Short problem:
Write out, word for word, the lines of the items starting with the line containing "Could you point out the red" and going on through the end of the items, including both.
===== Data excerpts =====
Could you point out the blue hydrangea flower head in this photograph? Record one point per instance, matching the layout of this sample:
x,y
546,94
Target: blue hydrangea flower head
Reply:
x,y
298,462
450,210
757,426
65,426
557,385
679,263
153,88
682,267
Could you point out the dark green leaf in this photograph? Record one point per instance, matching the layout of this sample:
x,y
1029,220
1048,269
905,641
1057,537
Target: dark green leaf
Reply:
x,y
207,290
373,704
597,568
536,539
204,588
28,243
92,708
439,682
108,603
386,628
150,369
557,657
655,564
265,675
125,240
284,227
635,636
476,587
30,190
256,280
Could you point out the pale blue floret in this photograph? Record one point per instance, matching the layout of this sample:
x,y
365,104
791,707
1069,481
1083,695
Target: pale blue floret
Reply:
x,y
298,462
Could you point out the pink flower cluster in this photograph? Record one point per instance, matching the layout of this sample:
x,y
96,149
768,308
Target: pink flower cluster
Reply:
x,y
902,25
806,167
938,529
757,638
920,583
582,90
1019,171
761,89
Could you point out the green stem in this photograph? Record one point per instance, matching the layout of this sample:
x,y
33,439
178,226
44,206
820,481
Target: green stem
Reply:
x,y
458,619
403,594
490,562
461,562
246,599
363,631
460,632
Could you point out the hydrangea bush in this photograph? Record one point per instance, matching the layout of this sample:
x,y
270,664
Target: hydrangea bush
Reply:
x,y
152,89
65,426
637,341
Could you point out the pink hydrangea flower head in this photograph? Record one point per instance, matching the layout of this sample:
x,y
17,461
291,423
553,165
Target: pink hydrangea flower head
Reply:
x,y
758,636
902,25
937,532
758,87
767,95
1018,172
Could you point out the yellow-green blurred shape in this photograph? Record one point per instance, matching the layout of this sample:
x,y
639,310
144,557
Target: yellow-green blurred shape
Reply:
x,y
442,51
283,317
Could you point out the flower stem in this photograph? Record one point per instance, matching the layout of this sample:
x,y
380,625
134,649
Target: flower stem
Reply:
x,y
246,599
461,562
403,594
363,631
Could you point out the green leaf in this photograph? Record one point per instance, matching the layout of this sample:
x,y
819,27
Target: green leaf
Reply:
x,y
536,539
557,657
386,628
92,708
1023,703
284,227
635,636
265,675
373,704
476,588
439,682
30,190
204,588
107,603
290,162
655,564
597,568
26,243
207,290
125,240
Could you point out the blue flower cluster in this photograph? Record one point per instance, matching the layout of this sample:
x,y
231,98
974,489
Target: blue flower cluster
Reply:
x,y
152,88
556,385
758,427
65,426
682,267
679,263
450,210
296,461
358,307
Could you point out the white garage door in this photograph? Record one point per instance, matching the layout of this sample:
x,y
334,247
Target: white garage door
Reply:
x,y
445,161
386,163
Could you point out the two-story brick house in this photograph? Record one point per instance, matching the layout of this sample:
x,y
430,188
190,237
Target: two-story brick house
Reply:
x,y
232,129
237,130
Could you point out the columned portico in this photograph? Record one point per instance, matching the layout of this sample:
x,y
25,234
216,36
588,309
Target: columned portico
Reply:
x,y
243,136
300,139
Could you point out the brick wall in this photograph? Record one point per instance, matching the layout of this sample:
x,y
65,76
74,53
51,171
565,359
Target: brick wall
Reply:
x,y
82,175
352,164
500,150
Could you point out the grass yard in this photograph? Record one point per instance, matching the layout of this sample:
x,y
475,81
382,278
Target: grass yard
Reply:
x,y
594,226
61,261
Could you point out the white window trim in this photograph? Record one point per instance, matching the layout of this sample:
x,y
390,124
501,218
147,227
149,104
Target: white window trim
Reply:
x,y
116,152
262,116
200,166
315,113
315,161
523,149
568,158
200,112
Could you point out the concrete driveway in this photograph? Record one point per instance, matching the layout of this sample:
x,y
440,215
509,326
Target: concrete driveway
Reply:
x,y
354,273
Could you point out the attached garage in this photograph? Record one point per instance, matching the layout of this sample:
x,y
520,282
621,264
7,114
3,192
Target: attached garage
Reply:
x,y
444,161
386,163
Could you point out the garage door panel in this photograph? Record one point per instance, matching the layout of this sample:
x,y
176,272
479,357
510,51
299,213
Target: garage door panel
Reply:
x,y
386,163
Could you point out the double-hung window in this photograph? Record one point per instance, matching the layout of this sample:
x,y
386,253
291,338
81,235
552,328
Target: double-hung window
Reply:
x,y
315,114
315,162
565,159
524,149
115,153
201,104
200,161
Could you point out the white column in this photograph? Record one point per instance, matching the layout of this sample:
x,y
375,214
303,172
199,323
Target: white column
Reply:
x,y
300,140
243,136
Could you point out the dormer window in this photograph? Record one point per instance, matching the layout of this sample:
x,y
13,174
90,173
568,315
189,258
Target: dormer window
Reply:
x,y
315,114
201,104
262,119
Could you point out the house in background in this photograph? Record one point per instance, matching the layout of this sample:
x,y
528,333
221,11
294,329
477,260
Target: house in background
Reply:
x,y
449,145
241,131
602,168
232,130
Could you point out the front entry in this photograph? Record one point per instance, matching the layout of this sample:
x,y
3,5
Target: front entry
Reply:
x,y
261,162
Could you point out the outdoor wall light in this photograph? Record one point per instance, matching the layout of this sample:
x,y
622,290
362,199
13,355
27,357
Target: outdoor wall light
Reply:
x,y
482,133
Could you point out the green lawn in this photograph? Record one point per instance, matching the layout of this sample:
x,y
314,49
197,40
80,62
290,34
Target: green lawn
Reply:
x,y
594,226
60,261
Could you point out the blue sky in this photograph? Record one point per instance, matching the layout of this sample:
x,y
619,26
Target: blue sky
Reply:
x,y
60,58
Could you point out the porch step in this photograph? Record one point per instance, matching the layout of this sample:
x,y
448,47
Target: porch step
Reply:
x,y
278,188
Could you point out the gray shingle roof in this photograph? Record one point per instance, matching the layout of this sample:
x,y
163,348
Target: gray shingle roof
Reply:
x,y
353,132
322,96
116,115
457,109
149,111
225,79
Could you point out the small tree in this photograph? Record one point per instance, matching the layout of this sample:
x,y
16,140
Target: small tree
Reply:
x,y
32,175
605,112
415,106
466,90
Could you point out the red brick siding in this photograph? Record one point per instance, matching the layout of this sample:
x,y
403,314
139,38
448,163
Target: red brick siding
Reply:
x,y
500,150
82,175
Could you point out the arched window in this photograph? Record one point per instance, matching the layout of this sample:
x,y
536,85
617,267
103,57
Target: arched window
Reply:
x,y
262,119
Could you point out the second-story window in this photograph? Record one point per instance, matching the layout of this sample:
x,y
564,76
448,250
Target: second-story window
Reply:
=====
Result of the task:
Could you point out the red brick siding in this photograph? Record one point per instance, matching the layout of this sample:
x,y
403,314
139,38
448,163
Target: red brick siding
Reply:
x,y
500,150
82,175
Could you point out the arched window in this photograph? Record one point per instance, matching the layout of this sample:
x,y
536,85
617,267
103,57
Target: arched window
Reply:
x,y
262,119
Could you point out the second-story window in this photograph? Record one point per instance, matching the layout of this sample:
x,y
564,76
448,250
Target: second-story window
Reply:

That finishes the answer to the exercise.